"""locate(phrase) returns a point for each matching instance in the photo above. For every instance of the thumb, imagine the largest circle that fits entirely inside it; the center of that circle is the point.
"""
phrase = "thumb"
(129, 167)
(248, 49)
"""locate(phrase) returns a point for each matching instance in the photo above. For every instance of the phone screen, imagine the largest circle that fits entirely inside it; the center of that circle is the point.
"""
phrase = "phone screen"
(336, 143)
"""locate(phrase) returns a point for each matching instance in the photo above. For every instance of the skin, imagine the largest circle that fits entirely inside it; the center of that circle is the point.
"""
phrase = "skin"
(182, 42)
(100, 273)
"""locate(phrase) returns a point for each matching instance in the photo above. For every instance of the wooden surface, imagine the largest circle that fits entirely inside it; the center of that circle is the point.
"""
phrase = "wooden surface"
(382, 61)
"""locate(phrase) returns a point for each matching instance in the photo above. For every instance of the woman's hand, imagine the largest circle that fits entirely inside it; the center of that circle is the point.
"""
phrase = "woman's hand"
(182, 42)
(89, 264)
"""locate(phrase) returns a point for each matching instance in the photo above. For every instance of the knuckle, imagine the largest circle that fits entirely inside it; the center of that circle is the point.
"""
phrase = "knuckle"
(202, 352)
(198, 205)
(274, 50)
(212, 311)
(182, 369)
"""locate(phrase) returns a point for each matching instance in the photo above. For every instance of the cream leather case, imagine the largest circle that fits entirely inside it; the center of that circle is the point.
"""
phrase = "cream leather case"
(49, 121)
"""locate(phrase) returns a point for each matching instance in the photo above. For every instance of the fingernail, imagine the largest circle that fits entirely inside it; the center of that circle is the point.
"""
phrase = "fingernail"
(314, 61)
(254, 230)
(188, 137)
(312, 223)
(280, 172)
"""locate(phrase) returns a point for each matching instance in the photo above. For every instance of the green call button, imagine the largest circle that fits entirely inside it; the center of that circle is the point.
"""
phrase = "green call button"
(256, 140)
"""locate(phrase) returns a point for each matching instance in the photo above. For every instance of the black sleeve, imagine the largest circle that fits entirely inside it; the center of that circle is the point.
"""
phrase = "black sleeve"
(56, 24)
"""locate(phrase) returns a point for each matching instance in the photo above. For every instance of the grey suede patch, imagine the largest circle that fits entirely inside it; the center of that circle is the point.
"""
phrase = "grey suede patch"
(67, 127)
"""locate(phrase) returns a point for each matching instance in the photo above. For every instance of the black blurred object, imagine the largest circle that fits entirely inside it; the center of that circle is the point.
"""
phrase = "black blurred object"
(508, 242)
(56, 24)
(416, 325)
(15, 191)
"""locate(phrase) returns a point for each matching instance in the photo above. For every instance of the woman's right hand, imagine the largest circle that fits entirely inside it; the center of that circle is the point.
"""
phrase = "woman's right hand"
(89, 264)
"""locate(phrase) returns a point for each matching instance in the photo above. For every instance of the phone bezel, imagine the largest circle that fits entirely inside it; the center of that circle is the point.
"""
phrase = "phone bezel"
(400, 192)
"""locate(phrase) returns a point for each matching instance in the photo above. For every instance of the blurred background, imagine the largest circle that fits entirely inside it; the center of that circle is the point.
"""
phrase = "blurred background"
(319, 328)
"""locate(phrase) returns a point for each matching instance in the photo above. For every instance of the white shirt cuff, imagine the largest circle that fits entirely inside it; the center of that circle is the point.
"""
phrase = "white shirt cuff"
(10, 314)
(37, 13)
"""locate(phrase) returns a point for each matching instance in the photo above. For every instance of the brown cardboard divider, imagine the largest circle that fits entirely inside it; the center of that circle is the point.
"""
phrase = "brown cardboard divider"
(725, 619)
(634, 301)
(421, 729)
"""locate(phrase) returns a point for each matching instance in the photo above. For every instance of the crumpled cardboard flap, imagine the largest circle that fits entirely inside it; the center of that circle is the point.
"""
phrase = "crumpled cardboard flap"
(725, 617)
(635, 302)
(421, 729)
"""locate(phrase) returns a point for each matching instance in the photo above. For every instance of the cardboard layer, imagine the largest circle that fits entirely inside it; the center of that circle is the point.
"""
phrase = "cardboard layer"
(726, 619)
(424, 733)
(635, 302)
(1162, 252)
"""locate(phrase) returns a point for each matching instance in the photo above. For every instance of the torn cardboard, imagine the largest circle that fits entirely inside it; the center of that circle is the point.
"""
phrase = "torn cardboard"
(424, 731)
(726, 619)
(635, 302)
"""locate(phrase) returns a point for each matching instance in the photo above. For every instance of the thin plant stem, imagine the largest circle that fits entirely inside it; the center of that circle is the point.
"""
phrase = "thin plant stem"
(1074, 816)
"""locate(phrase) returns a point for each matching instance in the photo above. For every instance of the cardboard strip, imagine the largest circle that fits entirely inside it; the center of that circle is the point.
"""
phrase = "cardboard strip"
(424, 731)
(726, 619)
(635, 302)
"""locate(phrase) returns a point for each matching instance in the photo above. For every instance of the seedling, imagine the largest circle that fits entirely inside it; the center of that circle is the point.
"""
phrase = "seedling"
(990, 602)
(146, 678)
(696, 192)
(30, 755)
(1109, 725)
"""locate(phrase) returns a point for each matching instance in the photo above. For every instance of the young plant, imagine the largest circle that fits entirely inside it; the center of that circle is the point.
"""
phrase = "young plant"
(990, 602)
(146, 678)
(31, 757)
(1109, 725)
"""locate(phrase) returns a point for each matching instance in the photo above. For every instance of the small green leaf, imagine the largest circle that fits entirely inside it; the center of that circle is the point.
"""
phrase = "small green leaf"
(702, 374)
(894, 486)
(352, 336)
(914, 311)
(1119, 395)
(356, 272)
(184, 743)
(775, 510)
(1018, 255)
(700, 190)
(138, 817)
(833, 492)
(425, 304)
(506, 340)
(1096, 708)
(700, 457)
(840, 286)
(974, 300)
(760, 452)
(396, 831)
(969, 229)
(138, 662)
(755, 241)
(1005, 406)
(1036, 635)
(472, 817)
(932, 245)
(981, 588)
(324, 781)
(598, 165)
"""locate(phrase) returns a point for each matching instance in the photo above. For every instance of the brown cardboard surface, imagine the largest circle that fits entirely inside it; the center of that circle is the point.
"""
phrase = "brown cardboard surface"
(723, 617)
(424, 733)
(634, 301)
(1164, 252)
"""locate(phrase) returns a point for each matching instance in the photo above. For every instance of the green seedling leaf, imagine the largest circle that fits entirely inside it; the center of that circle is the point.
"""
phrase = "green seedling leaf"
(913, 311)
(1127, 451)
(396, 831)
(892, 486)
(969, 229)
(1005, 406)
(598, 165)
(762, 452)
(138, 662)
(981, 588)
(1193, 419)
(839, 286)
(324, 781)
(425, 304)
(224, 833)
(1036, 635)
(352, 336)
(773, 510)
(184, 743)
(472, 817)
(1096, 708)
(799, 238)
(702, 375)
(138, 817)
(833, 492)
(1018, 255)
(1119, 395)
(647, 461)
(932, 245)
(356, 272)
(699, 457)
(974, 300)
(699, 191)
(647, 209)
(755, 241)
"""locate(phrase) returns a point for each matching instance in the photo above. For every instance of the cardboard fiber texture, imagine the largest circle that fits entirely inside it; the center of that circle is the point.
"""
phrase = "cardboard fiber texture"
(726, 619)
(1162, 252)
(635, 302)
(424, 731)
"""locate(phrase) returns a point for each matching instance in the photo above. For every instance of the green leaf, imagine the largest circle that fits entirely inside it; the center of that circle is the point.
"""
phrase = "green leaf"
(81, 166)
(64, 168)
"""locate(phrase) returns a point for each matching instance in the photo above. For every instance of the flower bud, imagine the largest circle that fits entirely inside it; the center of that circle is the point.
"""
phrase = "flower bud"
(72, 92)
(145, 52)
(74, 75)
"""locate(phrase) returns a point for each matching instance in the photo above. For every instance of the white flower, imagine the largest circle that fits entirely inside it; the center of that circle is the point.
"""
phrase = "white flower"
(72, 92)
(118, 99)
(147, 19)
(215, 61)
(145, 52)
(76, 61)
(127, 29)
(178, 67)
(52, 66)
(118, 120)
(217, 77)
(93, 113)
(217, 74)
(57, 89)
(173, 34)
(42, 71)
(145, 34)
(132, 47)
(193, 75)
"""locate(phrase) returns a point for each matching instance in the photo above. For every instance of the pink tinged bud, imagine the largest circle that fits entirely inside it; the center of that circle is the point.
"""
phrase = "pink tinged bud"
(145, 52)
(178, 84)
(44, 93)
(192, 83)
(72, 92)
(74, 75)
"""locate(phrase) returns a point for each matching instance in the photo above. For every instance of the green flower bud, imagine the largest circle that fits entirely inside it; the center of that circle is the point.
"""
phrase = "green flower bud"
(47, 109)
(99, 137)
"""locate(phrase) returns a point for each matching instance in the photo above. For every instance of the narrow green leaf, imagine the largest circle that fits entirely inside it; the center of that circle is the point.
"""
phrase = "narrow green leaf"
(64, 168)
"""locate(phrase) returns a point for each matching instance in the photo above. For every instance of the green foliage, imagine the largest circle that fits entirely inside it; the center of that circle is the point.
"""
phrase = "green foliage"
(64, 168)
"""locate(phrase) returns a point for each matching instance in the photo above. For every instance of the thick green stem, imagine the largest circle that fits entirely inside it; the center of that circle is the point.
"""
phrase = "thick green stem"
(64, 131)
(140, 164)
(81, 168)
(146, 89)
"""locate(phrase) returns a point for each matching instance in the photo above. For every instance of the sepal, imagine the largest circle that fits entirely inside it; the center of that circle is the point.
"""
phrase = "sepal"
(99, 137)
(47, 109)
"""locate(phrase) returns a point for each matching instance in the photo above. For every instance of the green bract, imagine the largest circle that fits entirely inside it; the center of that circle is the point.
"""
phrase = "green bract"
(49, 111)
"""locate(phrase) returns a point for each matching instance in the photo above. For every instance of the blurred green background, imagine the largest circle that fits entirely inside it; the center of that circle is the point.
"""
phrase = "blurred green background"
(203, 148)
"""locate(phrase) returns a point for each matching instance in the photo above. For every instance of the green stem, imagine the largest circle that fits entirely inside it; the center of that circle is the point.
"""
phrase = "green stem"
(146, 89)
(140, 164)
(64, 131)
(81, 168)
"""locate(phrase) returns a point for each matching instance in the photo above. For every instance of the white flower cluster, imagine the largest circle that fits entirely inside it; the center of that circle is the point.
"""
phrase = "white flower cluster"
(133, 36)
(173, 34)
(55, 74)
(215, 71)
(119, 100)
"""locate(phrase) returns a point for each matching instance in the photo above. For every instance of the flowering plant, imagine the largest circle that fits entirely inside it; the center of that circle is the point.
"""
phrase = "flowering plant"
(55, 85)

- _SET PROBLEM_
Give the records as a Markdown table with the columns "No." and "Text", starting at the line that contains "the sepal, imagine" and ending at the last line of the records. Put a row number under "No." and the line under "Text", and leave out blank lines.

- _EXERCISE OUTPUT_
| No. | Text |
|---|---|
| 1 | """locate(phrase) returns a point for each matching instance in the photo above. For every instance of the sepal, imagine the largest circle that fits entirely inside it; the center of that circle is the point. |
| 2 | """ |
| 3 | phrase = "sepal" |
| 4 | (99, 137) |
| 5 | (47, 109) |
| 6 | """locate(phrase) returns a point for each matching instance in the photo above. For every instance of the green bract, imagine the largest circle that fits entirely inside it; the center of that circle is the point. |
| 7 | """ |
| 8 | phrase = "green bract" |
| 9 | (49, 111) |
| 10 | """locate(phrase) returns a point for each matching instance in the photo above. For every instance of the blurred green background, imagine the largest circle that fits entirely inside it; the center of that circle is the point. |
| 11 | """ |
| 12 | phrase = "blurred green background" |
| 13 | (203, 148) |
| 14 | """locate(phrase) returns a point for each matching instance in the photo above. For every instance of the green stem, imagine the largest circle that fits entirely inside it; the center of that circle is the point. |
| 15 | """ |
| 16 | phrase = "green stem" |
| 17 | (146, 89) |
| 18 | (140, 164) |
| 19 | (64, 131) |
| 20 | (81, 168) |
| 21 | """locate(phrase) returns a point for each matching instance in the photo above. For every instance of the white flower cluster, imagine the largest circle that fits entirely inside it; the center of that circle is the point. |
| 22 | """ |
| 23 | phrase = "white flower cluster" |
| 24 | (133, 36) |
| 25 | (173, 34) |
| 26 | (55, 74) |
| 27 | (215, 71) |
| 28 | (119, 100) |
| 29 | """locate(phrase) returns a point for each matching instance in the photo above. For every instance of the flowering plant, imagine the largest circle that fits entirely inside it; the center of that circle is the point. |
| 30 | """ |
| 31 | phrase = "flowering plant" |
| 32 | (55, 85) |